Text for analysis:
<<<<

Friday, 3 March 2023

The Doctor's surgery waiting room

In the old days when you were unwell or sick you rang the doctor, and he came to your home. He was called the family doctor and everyone in the family used the same doctor. There was close bond between the family and this single doctor. He might prescribe medication or recommend specialist examination or a trip to the hospital. Medication required a prescription that he wrote out on the spot in handwriting. A trip to the chemist was required to get the medicine or pills.

Today that has all changed. If you feel unwell you must make a journey to the doctor’s surgery unless it is an emergency and then an ambulance will come and take charge.

A doctor’s surgery today is more like a small treatment centre with nurses, laboratories, and a host of specialist doctors. You have your own personal doctor that you choose and who remains your doctor over time.

To see the doctor you must first book online through the national health service. This requires passwords and security checks before you come your doctor’s calendar where you choose a free fifteen-minute slot. Yes, a fifteen-minute slot is the initial planned contact time that can change on circumstances. This is important as the schedule slips throughout the day. It is therefore wise to book a slot early in the day unless you are prepared to wait up until one hour after the planned time and pay extra parking fees for your car. So today, the responsibility is yours to get into the doctor’s surgery at your own costs. After that your national health plan should cover your requirements.

You enter the reception area where a notice informs you that if you already have an appointment, you can go directly and sit outside your doctor’s office. The problem is with reduced seating because of covid this is not as easy as it seems.

Once seated and your mobile is in vibration mode it is time t look around. After all a doctor’s waiting room is a window on humanity.

There is an anxious elderly couple opposite holding hands. Hope they get some good news. Next to me is a young mother with a sick baby who cries and cries and cries. We all smile and make gurgling sounds in an attempt to be friendly and perhaps a little helpful.

Down the waiting room is a worker with his hand covered in a bandage talking to a colleague in a foreign language, possibly Polish.

>>>>

(Photo-based referring expression data)
<<<<

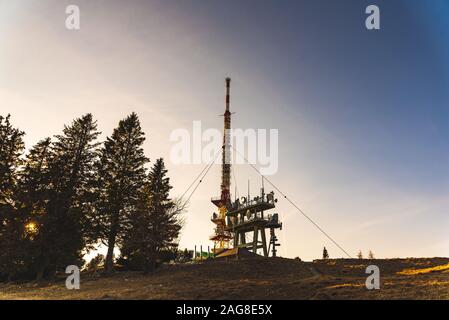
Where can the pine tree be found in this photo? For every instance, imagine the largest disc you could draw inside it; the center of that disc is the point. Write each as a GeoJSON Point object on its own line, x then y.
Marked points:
{"type": "Point", "coordinates": [325, 254]}
{"type": "Point", "coordinates": [156, 223]}
{"type": "Point", "coordinates": [62, 235]}
{"type": "Point", "coordinates": [11, 149]}
{"type": "Point", "coordinates": [121, 174]}
{"type": "Point", "coordinates": [33, 196]}
{"type": "Point", "coordinates": [360, 255]}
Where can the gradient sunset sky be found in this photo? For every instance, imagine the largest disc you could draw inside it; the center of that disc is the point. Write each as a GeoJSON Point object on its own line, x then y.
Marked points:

>>>>

What you should do: Pick up the account of the doctor's surgery waiting room after its last sentence and carry it on.

Answer box:
There is a quite different atmosphere here, it is palpable, people are anxious over concern for their wellbeing.

Suddenly a door opens a nurse shouts a name and waits for a response. No response so the door closes, and we subside into a state of anticipation, what next. The same door opens again, and another name is shouted down the corridor. Here, shouts a young women dressed in very fashionable clothes with a Gucci bag over her shoulder, and she disappears into the room and the door marked “laboratory” closes. What happens in the laboratory, I wonder? Five minutes later I have an answer. A man comes out in shirtsleeves clutching a plaster in his elbow crook. Blood tests is what happens in the laboratory.

It constantly amazes me what is learnt from an analysis of our blood. A few days after a blood test an email arrives with a cryptic comment from the doctor. ”All OK for your age”! This accompanied with a technical sheet with values for undecipherable symbols and the normal expected range for that condition. After a search on the Internet you learn what the symbols mean!

Technology is at the heart of our health system. You can login and check the status of medication and even renew it online. Messages from the doctor are there and expiry dates of current medication.

A trip to the chemists to pick up what the doctor has prescribed only needs you to show you ID foe the chemist to check what is available for you.

So much has changed but the doctor’s surgery remains that place you might fear most, perhaps after the dentist!